## Task prompt
Tally every line in the data that has the word "dark" and report only the total.

==== Input records

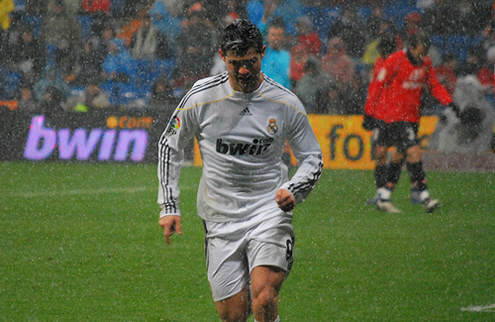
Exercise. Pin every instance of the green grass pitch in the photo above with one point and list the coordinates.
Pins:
(80, 242)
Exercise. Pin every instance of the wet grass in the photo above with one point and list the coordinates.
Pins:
(81, 242)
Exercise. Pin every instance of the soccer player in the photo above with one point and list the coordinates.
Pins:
(241, 120)
(396, 99)
(387, 45)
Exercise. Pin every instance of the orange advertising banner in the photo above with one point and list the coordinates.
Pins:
(344, 143)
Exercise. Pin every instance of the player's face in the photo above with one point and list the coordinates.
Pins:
(244, 72)
(419, 52)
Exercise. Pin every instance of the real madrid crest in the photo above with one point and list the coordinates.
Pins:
(272, 127)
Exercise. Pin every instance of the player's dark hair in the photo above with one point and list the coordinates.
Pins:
(387, 45)
(239, 36)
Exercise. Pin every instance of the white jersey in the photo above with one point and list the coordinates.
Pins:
(241, 138)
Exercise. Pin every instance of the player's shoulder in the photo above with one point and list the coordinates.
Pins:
(203, 90)
(398, 55)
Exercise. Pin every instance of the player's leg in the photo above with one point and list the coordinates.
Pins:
(414, 192)
(228, 270)
(419, 178)
(379, 152)
(266, 282)
(270, 256)
(384, 141)
(395, 169)
(236, 307)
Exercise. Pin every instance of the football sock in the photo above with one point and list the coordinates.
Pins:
(418, 175)
(276, 320)
(394, 171)
(381, 172)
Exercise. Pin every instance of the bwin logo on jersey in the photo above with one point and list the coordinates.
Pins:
(174, 125)
(256, 148)
(272, 127)
(246, 112)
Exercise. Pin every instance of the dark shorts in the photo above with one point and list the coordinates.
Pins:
(401, 135)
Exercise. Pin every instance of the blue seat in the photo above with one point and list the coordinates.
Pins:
(329, 16)
(86, 23)
(11, 86)
(33, 21)
(364, 12)
(314, 13)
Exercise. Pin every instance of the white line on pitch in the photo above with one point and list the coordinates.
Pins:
(479, 308)
(80, 192)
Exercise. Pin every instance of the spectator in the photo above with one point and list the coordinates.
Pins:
(374, 23)
(101, 41)
(299, 56)
(216, 10)
(92, 98)
(447, 72)
(306, 36)
(133, 25)
(118, 65)
(351, 30)
(87, 66)
(28, 56)
(276, 62)
(165, 21)
(438, 18)
(287, 10)
(26, 102)
(148, 43)
(162, 96)
(329, 100)
(61, 34)
(472, 17)
(412, 25)
(472, 64)
(51, 88)
(371, 53)
(96, 6)
(195, 47)
(354, 96)
(338, 64)
(311, 85)
(6, 7)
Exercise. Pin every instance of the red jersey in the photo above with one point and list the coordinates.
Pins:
(369, 106)
(399, 85)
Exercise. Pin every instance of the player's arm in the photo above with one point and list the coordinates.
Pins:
(170, 157)
(307, 151)
(439, 91)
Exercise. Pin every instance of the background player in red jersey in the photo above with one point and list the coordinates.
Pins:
(396, 102)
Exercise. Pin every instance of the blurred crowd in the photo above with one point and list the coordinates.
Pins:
(82, 55)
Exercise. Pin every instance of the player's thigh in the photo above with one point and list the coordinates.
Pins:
(227, 267)
(267, 280)
(404, 136)
(271, 243)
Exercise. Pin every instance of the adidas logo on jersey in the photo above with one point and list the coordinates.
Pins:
(246, 112)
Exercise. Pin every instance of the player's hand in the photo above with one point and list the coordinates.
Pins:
(455, 109)
(170, 225)
(285, 200)
(368, 122)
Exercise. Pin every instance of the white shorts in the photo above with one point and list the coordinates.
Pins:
(233, 249)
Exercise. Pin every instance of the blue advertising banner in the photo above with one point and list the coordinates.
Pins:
(99, 136)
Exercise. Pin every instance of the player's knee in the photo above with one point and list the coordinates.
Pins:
(265, 300)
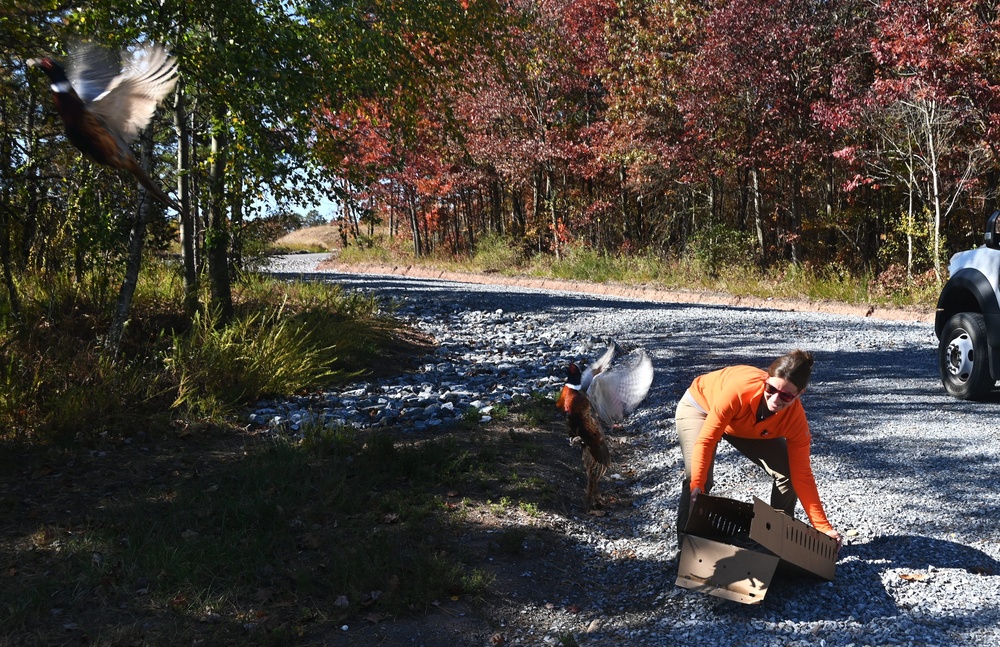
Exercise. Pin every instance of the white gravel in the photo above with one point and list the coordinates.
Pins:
(909, 474)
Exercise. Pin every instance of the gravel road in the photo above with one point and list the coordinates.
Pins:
(907, 473)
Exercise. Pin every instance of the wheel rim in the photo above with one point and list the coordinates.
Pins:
(960, 356)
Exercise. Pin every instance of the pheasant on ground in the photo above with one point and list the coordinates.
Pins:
(104, 102)
(598, 398)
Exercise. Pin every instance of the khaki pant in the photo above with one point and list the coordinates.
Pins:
(770, 454)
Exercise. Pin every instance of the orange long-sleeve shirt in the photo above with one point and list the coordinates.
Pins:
(731, 396)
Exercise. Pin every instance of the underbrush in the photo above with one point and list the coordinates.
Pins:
(58, 382)
(713, 273)
(263, 540)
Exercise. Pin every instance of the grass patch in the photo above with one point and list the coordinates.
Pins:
(259, 541)
(718, 262)
(57, 383)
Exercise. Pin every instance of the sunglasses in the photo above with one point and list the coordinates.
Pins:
(784, 396)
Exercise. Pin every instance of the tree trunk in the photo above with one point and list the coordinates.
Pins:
(414, 224)
(217, 236)
(137, 238)
(184, 200)
(758, 215)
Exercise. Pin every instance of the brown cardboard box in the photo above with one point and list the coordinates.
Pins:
(731, 549)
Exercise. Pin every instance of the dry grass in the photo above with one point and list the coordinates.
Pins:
(324, 238)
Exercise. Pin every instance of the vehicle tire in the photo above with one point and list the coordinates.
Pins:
(963, 357)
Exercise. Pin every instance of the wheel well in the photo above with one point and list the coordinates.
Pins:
(969, 291)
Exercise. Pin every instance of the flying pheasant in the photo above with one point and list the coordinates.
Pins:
(600, 397)
(104, 103)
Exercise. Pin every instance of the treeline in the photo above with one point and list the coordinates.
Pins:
(235, 137)
(849, 133)
(844, 133)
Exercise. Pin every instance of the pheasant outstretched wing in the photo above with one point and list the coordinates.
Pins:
(600, 364)
(91, 69)
(127, 102)
(617, 391)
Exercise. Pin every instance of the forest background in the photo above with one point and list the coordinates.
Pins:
(852, 138)
(849, 140)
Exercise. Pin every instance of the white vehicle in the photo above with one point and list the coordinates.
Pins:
(967, 323)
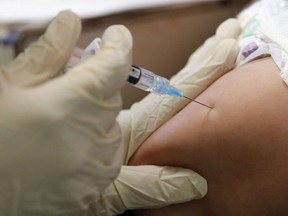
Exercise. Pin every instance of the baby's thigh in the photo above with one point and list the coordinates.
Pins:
(239, 146)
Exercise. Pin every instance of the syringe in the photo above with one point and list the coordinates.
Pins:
(142, 78)
(148, 81)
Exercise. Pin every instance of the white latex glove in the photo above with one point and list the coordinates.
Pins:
(154, 186)
(60, 145)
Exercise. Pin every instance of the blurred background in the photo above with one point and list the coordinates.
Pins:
(165, 32)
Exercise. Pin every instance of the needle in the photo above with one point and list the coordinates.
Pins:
(197, 102)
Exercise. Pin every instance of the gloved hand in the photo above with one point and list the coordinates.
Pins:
(60, 144)
(153, 186)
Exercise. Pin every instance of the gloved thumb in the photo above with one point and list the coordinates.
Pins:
(46, 57)
(150, 187)
(104, 74)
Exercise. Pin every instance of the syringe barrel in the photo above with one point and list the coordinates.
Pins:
(141, 78)
(148, 81)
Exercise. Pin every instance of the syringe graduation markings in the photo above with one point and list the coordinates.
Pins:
(148, 81)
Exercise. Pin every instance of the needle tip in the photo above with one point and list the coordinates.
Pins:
(197, 101)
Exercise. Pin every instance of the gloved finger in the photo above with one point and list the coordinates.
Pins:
(47, 56)
(157, 110)
(230, 28)
(74, 59)
(146, 187)
(101, 75)
(193, 80)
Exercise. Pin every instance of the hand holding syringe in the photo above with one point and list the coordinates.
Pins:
(142, 78)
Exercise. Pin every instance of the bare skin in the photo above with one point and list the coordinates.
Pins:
(240, 146)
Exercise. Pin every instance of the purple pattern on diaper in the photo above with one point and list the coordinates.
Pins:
(249, 49)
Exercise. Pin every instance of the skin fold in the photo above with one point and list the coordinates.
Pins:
(240, 146)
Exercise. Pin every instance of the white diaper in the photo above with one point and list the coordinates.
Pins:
(267, 36)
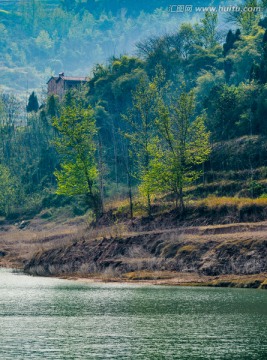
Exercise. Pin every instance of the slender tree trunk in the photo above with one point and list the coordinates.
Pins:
(130, 194)
(101, 174)
(181, 198)
(149, 212)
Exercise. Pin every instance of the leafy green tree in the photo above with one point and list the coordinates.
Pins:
(32, 103)
(78, 174)
(8, 190)
(141, 121)
(182, 145)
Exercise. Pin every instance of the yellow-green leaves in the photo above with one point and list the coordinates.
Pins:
(75, 143)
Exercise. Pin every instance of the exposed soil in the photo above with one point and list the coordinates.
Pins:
(214, 255)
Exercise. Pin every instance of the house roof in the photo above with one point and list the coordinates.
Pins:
(68, 78)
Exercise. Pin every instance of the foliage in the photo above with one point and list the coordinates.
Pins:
(76, 144)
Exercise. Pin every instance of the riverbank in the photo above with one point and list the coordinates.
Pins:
(258, 281)
(231, 255)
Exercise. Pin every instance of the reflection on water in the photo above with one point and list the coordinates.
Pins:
(43, 318)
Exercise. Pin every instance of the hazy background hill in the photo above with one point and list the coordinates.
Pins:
(41, 38)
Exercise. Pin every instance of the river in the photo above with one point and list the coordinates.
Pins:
(47, 318)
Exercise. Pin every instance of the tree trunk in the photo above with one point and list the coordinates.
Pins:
(181, 198)
(130, 195)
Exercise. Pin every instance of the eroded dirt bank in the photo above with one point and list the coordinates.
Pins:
(224, 255)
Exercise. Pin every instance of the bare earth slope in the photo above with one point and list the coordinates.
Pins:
(225, 255)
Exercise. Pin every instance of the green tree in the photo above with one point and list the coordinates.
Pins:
(32, 103)
(78, 174)
(8, 190)
(182, 145)
(141, 121)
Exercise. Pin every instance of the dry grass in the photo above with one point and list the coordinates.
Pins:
(214, 202)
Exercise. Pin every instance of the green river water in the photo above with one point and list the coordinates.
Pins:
(44, 318)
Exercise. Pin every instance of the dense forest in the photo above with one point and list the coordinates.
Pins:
(41, 38)
(184, 117)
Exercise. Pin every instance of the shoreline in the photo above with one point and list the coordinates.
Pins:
(255, 281)
(164, 278)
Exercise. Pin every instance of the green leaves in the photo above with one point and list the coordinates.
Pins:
(78, 172)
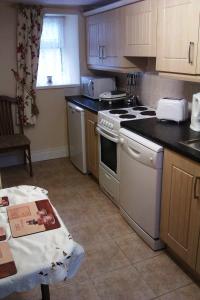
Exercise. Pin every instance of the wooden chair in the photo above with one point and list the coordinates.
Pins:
(9, 140)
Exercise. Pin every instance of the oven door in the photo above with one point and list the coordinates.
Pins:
(109, 151)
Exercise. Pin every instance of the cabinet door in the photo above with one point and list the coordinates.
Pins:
(177, 36)
(180, 217)
(109, 37)
(140, 28)
(92, 144)
(93, 36)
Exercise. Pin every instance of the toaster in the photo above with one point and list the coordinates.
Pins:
(174, 109)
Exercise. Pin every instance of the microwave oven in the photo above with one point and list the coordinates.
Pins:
(92, 86)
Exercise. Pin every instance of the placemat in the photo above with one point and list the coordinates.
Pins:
(32, 217)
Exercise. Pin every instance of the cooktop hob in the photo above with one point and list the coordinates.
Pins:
(140, 108)
(127, 116)
(110, 119)
(148, 113)
(118, 111)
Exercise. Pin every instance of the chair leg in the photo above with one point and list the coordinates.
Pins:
(45, 292)
(30, 162)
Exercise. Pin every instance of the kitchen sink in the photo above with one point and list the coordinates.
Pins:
(193, 144)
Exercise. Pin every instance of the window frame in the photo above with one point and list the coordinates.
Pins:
(58, 86)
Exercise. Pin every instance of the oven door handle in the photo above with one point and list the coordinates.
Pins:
(107, 136)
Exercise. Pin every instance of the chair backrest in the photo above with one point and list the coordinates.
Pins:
(6, 116)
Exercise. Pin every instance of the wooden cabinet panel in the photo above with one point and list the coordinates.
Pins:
(140, 28)
(92, 144)
(105, 41)
(177, 36)
(180, 217)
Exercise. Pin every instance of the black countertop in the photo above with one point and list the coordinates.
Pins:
(167, 134)
(95, 105)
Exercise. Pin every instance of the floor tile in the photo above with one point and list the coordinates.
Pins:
(76, 291)
(189, 292)
(89, 233)
(135, 248)
(104, 257)
(30, 295)
(115, 226)
(162, 274)
(122, 284)
(118, 265)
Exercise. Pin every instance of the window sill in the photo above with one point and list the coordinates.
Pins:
(46, 87)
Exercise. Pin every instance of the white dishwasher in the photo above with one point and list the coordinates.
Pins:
(140, 185)
(76, 131)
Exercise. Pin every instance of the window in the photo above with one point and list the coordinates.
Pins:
(59, 51)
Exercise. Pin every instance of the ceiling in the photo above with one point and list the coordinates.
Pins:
(82, 3)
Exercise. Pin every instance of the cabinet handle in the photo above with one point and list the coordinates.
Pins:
(100, 52)
(103, 52)
(196, 194)
(95, 128)
(190, 56)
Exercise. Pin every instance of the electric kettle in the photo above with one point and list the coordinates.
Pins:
(195, 116)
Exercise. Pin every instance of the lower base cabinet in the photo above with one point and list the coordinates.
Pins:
(92, 144)
(180, 213)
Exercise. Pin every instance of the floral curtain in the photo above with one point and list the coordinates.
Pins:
(29, 29)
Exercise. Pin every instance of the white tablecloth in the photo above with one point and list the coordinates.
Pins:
(41, 258)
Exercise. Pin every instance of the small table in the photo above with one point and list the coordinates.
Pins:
(42, 258)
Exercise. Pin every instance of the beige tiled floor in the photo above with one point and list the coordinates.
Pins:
(118, 264)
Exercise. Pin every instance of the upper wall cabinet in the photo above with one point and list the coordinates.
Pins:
(177, 36)
(105, 40)
(140, 28)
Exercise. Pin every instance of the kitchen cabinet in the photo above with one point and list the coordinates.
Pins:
(180, 213)
(92, 143)
(177, 36)
(105, 41)
(140, 28)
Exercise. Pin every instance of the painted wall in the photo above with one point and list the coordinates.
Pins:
(50, 133)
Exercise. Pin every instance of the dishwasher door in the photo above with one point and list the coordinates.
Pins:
(76, 130)
(140, 185)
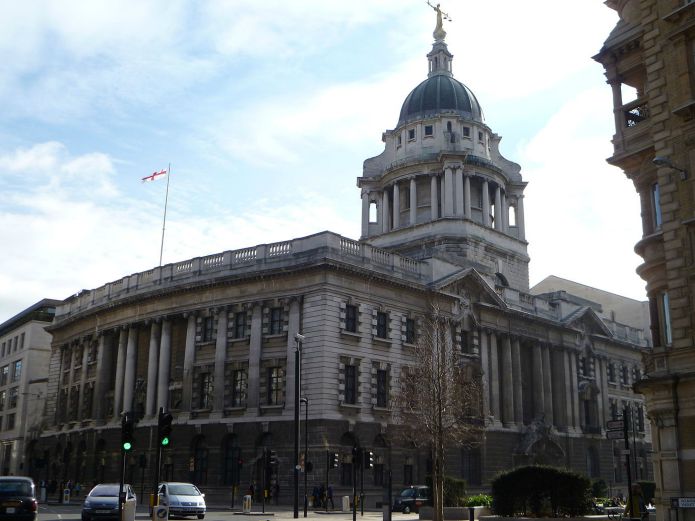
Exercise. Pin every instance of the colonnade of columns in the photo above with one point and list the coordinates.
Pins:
(453, 186)
(122, 378)
(552, 385)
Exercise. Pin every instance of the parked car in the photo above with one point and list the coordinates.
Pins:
(102, 503)
(412, 498)
(18, 498)
(183, 499)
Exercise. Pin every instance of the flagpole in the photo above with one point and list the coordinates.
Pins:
(164, 221)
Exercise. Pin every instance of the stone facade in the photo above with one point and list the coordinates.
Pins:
(213, 339)
(650, 54)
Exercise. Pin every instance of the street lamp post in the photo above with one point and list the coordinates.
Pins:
(298, 338)
(305, 401)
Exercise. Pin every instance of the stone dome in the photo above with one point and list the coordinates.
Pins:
(440, 94)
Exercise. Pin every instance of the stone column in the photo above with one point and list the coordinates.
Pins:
(396, 205)
(131, 359)
(448, 193)
(188, 361)
(494, 378)
(498, 208)
(255, 358)
(485, 364)
(120, 368)
(486, 203)
(458, 184)
(413, 201)
(365, 214)
(575, 390)
(516, 379)
(293, 323)
(538, 406)
(83, 379)
(434, 197)
(104, 377)
(220, 360)
(520, 217)
(164, 368)
(467, 197)
(508, 382)
(152, 364)
(547, 385)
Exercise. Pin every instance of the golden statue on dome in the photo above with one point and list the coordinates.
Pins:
(439, 32)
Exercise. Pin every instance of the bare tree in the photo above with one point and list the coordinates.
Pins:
(440, 398)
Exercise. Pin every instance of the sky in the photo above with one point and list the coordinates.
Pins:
(265, 112)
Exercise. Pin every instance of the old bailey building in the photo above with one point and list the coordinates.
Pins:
(213, 339)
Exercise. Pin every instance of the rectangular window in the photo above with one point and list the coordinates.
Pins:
(382, 320)
(350, 384)
(240, 324)
(207, 329)
(656, 206)
(17, 371)
(275, 381)
(410, 330)
(351, 318)
(205, 391)
(239, 388)
(382, 388)
(275, 321)
(12, 399)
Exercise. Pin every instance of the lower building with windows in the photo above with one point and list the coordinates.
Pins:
(213, 340)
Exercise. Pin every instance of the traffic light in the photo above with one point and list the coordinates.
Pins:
(164, 428)
(368, 459)
(127, 431)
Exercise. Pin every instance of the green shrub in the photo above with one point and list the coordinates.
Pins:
(480, 500)
(541, 491)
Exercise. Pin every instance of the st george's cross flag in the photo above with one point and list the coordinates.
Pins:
(154, 176)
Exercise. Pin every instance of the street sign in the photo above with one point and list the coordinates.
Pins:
(615, 425)
(614, 435)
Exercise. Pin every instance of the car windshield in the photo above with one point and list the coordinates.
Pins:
(183, 490)
(15, 488)
(104, 491)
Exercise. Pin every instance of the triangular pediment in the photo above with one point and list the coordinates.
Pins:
(469, 286)
(586, 320)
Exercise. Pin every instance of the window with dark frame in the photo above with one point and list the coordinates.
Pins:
(275, 321)
(382, 388)
(382, 320)
(274, 386)
(410, 330)
(351, 318)
(205, 391)
(350, 384)
(208, 323)
(239, 388)
(240, 324)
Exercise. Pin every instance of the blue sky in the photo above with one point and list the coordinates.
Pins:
(266, 111)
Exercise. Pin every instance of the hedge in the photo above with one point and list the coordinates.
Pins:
(541, 491)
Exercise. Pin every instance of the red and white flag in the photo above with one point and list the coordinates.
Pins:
(154, 176)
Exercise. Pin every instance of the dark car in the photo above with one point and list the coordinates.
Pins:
(412, 498)
(102, 503)
(18, 498)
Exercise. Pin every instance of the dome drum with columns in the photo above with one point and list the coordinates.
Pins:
(441, 187)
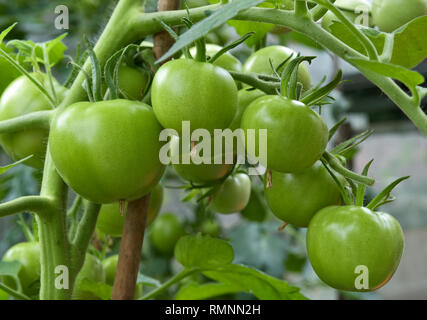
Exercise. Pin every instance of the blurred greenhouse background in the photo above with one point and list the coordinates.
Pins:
(397, 147)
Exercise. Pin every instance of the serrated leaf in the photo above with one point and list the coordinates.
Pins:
(203, 252)
(410, 45)
(215, 19)
(196, 291)
(263, 286)
(408, 77)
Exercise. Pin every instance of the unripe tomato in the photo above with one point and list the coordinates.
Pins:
(296, 197)
(296, 135)
(198, 173)
(107, 151)
(226, 61)
(342, 241)
(22, 97)
(389, 15)
(245, 98)
(92, 270)
(28, 254)
(111, 222)
(259, 62)
(355, 5)
(187, 90)
(132, 82)
(165, 232)
(232, 195)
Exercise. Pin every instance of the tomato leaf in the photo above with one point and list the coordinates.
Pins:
(203, 252)
(263, 286)
(196, 291)
(410, 46)
(215, 19)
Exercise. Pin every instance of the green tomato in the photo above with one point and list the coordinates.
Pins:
(92, 270)
(23, 97)
(296, 135)
(389, 15)
(111, 222)
(107, 151)
(187, 90)
(245, 98)
(226, 61)
(355, 5)
(233, 194)
(296, 197)
(165, 232)
(132, 82)
(198, 173)
(259, 62)
(28, 254)
(110, 265)
(340, 240)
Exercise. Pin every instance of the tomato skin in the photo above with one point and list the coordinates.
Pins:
(296, 197)
(389, 15)
(92, 270)
(296, 135)
(117, 161)
(245, 98)
(28, 254)
(226, 61)
(165, 232)
(132, 82)
(355, 5)
(259, 62)
(232, 195)
(341, 238)
(187, 90)
(22, 97)
(111, 222)
(198, 173)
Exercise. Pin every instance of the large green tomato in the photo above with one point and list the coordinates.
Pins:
(198, 173)
(357, 6)
(107, 151)
(349, 244)
(187, 90)
(259, 62)
(233, 194)
(296, 135)
(22, 97)
(389, 15)
(296, 197)
(28, 254)
(165, 232)
(245, 98)
(92, 270)
(132, 82)
(226, 61)
(111, 222)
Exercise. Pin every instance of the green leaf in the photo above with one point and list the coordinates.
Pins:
(408, 77)
(203, 252)
(215, 19)
(196, 291)
(263, 286)
(5, 168)
(410, 45)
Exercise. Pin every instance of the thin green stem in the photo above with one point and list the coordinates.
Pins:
(176, 278)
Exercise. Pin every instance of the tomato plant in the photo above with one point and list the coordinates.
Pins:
(118, 161)
(23, 97)
(111, 222)
(341, 239)
(296, 197)
(296, 135)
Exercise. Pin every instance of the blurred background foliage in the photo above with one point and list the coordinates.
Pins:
(397, 147)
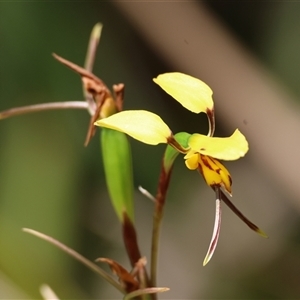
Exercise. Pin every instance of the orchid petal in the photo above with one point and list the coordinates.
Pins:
(230, 148)
(142, 125)
(190, 92)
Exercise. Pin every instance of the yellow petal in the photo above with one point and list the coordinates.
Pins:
(142, 125)
(192, 161)
(230, 148)
(190, 92)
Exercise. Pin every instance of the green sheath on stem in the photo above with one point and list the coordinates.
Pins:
(118, 171)
(171, 154)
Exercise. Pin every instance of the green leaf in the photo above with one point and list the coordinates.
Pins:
(117, 162)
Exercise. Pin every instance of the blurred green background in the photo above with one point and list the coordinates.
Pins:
(51, 183)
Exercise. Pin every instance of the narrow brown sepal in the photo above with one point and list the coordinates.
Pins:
(252, 226)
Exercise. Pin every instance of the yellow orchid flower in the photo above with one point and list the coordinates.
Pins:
(202, 152)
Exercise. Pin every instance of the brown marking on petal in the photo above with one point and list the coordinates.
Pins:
(205, 159)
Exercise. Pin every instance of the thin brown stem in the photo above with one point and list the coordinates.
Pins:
(157, 219)
(42, 107)
(90, 58)
(78, 257)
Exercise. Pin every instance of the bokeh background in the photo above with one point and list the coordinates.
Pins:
(248, 52)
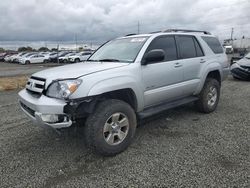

========

## Output
4